Top of SOURCE MATERIAL

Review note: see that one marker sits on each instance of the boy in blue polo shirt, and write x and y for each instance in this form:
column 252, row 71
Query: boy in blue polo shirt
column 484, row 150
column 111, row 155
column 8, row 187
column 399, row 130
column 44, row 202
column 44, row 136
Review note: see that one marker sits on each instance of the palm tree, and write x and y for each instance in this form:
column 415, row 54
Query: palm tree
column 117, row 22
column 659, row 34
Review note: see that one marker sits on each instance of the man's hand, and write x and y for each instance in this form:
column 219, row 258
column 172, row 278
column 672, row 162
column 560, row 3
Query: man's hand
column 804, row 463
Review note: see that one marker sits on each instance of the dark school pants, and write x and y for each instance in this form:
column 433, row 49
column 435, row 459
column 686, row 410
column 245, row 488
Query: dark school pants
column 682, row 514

Bottom of SOURCE MATERIAL

▶ _TASK BRIEF_
Copy each line of the preceding material that contains "instance".

▶ _SOLUTION FOR THIS EXERCISE_
Review note: see that one marker sits on each instance of the boy in blue polo shirt, and write x and y for each instance in this form:
Review note: see that one marker sits on each instance of the palm tree, and write x and y for each instance in this form:
Review note: see that one marker sits on each instance of the man's hand, and write x and y for each instance in this form:
Review note: see that one marker sits on each instance of the dark school pants, and write x and y for each instance in this form:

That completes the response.